● INSTRUCTION A
Show every line of the records below that contains the string "tree", matching case exactly.
##### EXCERPT TO READ #####
Chapter 7: Data Compression

Chapter 5, on checksums, showed how a line/data word might be squeezed into an almost-unique number. But the original line cannot be recovered from the number.

Chapter 7 presents techniques for compressing data into a format that can be expanded into the original artifact. These techniques are used to make image, audio, and massive-program files into a manageable size for storage or transmission. iPods, iPads, cloud storage, etc., could not exist without data compression.

Discussion question

Discuss how the abbreviations use in texting can be understood as a form of text compression. Why do people use abbreviations in texting? (What are they saving? space? time? their thumbs?)

Lossless compression

The requirement for this chapter is to produce an algorithm that can compress a text file into a smaller form that can later be expanded to the original text.

To illustrate different ways of satisfying the requirement, we'll work with a running example. Here are the lyrics to the song, ``She Loves You,'' by the Beatles. (By the way, it will be helpful to remember the melody that goes with the lyrics. You can play the song on YouTube --- do a search for Beatles She Loves You to find it. Now, do this --- really.)

She loves you, yeah yeah yeah
She loves you, yeah yeah yeah
She loves you, yeah yeah yeah yeah

You think you've lost your love
Well, I saw her yesterday
It's you she's thinking of
And she told me what to say

She says she loves you
And you know that can't be bad
Yes, she loves you
And you know you should be glad

She said you hurt her so
She almost lost her mind
But now she says she knows
You're not the hurting kind

She says she loves you
And you know that can't be bad
Yes, she loves you
And you know you should be glad, ooh!
##### ENTRIES SUPPLIED #####
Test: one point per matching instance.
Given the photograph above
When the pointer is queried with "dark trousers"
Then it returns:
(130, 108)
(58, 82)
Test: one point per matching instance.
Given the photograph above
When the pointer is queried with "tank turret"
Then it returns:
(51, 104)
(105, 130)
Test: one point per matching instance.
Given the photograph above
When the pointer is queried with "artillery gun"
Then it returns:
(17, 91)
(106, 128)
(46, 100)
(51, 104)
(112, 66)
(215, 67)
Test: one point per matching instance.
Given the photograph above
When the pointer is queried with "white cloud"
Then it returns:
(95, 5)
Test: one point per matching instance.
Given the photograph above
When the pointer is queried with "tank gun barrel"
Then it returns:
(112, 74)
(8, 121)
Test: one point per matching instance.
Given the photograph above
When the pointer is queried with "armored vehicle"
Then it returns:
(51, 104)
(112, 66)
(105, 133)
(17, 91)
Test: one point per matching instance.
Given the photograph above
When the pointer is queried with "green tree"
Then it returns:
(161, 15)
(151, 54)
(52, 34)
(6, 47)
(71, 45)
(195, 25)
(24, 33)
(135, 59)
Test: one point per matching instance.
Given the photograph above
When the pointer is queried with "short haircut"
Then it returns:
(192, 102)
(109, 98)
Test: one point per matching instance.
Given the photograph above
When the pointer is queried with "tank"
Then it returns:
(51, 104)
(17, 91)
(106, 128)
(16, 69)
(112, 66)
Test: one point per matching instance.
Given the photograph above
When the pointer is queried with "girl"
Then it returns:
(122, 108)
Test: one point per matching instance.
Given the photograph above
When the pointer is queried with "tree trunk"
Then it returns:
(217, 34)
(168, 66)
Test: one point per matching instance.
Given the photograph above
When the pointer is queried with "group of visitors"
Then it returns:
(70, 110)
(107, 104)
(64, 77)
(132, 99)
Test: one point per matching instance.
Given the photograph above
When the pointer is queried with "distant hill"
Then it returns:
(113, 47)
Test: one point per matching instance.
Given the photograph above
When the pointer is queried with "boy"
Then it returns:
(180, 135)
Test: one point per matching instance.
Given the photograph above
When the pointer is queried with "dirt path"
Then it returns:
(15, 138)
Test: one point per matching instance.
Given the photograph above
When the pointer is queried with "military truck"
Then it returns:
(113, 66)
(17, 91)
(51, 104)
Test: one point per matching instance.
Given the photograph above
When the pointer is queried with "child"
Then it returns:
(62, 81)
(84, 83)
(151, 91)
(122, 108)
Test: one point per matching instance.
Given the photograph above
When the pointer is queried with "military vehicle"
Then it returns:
#####
● INSTRUCTION B
Duplicate the passage of the data compression chapter above, starting with "Chapter 7: Data" and going on through "without data compression.".

● TASK OUTPUT A
When the pointer is queried with "green tree"
When the pointer is queried with "tree trunk"

● TASK OUTPUT B
Chapter 7: Data Compression

Chapter 5, on checksums, showed how a line/data word might be squeezed into an almost-unique number. But the original line cannot be recovered from the number.

Chapter 7 presents techniques for compressing data into a format that can be expanded into the original artifact. These techniques are used to make image, audio, and massive-program files into a manageable size for storage or transmission. iPods, iPads, cloud storage, etc., could not exist without data compression.